> [REQUESTS]
1. Translate this sentence from the court judgment into Spanish: "Fortunately, that is not the situation throughout Mexico."
2. For each statement below, say whether it agrees with the court judgment. Answer yes or no, and quote the words from the judgment that decide it.
(a) The documentary evidence names Ecatepec as a city where protection may be unavailable to citizens.
(b) Nuevo Laredo is one of the border cities controlled by drug traffickers.
(c) The claimant had to give the panel clear and convincing evidence that the state could not protect him.
3. Answer these questions from the court judgment.
(a) Who is the applicant?
(b) In what city and on what date was the judgment issued?
(c) Which presiding member made the statement quoted from the Refugee Protection Division decision?

--- START PASSAGE SHOWN ---

Docket:  IMM-5270-07

Citation:  2008 FC 816

Ottawa, Ontario, June 27, 2008

PRESENT:     The Honourable Mr. Justice Shore 

 

BETWEEN:

Elias Humberto Ortegon Palacios

Applicant

and

 

THE MINISTER OF CITIZENSHIP

AND Immigration

Respondent

 

REASONS FOR JUDGMENT AND JUDGMENT

 

I.  Preliminary

 

[1]               The documentary evidence relating to drug trafficking in Mexico paints a picture of a very serious situation: the various clans are waging a bloody battle, which is becoming increasingly violent, over the market for transporting drugs to the United States; cities along the American border, such as Nuevo Laredo, Ciudad Juarez, Tijuana and Reynosa, are controlled by drug traffickers, who have infiltrated the police to the point that state protection can no longer be reasonably assured in those places.[citation omitted] Fortunately, that is not the situation throughout Mexico. The documentary evidence does not mention Ecatepec as a city where protection may not be available to citizens.

 

            A well‑established principle is the presumption that a state is capable of protecting its citizens. The Federal Court has repeated many times that international protection should be offered only to a person who shows that he or she cannot receive the protection of his or her country. In order to rebut the presumption that a state can effectively protect its citizens, the claimant had to present to the panel clear and convincing evidence of the state’s inability to protect him.

 

This is what Presiding Member Michelle Langelier stated in the decision of the Immigration and Refugee Board’s Refugee Protection Division.

--- END PASSAGE SHOWN ---
--- START PROVIDED DATA ---

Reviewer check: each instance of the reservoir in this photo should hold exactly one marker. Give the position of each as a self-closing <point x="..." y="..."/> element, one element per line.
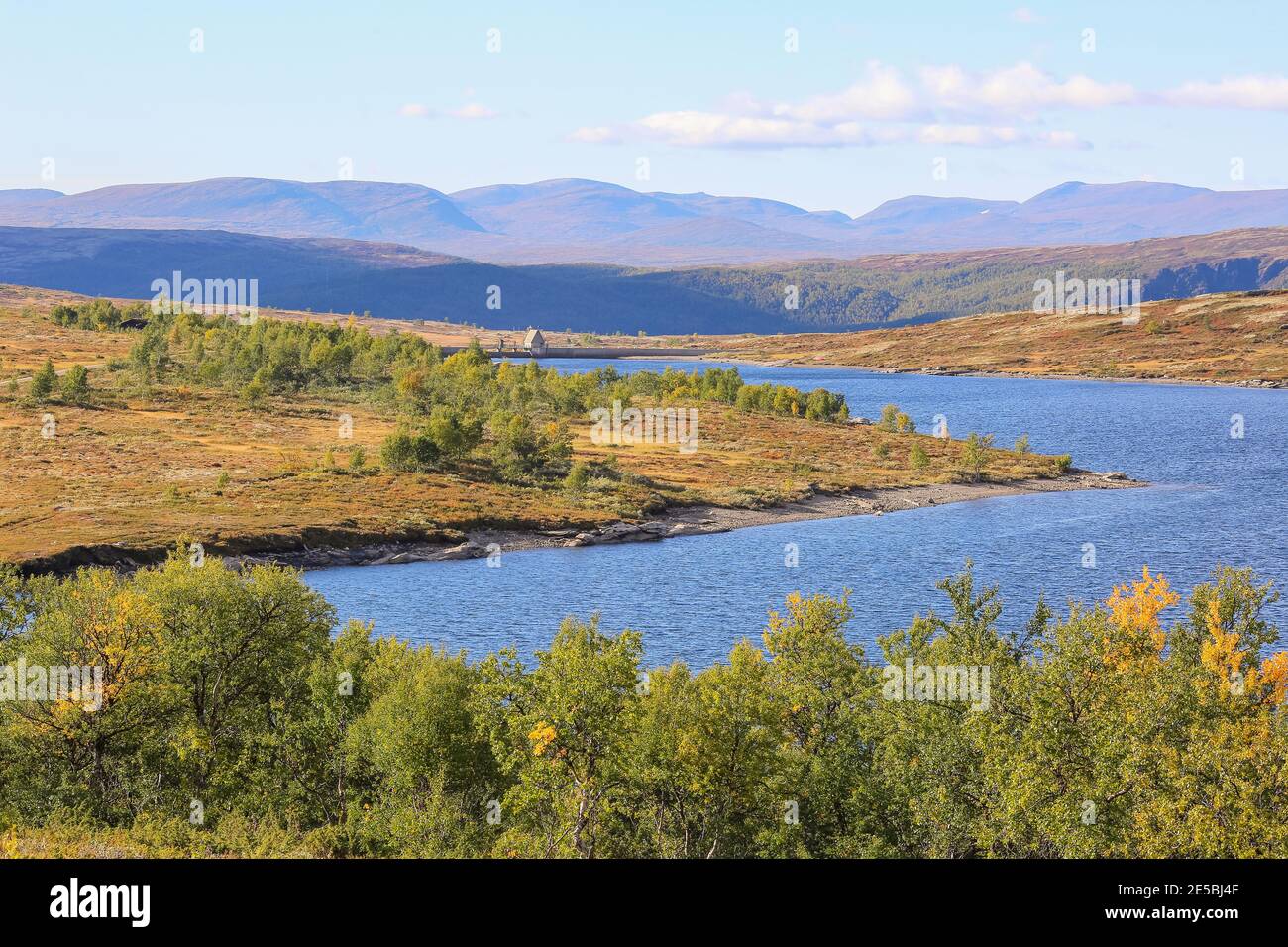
<point x="1218" y="459"/>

--- END PROVIDED DATA ---

> [TASK-BY-TASK SOLUTIONS]
1. Afortunadamente, esa no es la situación en todo México.

2.
(a) No: "The documentary evidence does not mention Ecatepec as a city where protection may not be available to citizens."
(b) Yes: "cities along the American border, such as Nuevo Laredo, Ciudad Juarez, Tijuana and Reynosa, are controlled by drug traffickers"
(c) Yes: "the claimant had to present to the panel clear and convincing evidence of the state’s inability to protect him."

3.
(a) Elias Humberto Ortegon Palacios
(b) Ottawa, Ontario, on June 27, 2008
(c) Michelle Langelier